__Given exercise__:
Select and copy every line of the rows below that contains the word "palm".
/---
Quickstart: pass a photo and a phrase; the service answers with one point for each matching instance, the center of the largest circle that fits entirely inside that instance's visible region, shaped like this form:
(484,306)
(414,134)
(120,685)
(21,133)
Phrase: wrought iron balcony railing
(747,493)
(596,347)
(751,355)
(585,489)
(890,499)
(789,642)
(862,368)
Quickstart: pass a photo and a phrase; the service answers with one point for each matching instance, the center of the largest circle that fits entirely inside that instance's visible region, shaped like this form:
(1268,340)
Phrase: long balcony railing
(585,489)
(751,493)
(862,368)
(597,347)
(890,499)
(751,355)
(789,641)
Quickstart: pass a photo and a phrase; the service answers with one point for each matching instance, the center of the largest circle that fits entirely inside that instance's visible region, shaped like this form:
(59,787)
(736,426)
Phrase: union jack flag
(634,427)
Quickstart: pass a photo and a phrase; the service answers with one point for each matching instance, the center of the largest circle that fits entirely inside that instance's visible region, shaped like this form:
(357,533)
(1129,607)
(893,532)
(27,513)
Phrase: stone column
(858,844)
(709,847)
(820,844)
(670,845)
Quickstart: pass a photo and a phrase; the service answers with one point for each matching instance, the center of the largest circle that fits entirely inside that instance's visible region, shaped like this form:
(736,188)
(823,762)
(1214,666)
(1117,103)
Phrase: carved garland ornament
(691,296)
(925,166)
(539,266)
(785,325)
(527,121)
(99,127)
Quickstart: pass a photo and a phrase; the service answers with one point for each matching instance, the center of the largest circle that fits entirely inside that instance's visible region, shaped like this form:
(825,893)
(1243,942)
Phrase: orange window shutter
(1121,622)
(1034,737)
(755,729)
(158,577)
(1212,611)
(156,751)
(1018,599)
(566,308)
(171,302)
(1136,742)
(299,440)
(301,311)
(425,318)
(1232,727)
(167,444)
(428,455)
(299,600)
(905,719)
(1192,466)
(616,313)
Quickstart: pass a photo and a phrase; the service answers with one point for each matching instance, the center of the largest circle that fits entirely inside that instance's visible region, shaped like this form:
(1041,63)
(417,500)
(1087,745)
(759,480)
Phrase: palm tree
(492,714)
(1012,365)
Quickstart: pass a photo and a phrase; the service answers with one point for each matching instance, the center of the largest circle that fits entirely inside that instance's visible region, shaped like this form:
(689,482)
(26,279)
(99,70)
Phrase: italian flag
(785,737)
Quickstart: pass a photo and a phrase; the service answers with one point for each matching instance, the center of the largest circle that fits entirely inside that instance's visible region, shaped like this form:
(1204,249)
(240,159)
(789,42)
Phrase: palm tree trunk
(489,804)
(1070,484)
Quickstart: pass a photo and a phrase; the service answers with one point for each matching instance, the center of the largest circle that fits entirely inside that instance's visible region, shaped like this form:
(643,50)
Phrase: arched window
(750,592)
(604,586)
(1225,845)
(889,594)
\---
__Response below__:
Phrase: palm tree
Phrase: palm tree trunk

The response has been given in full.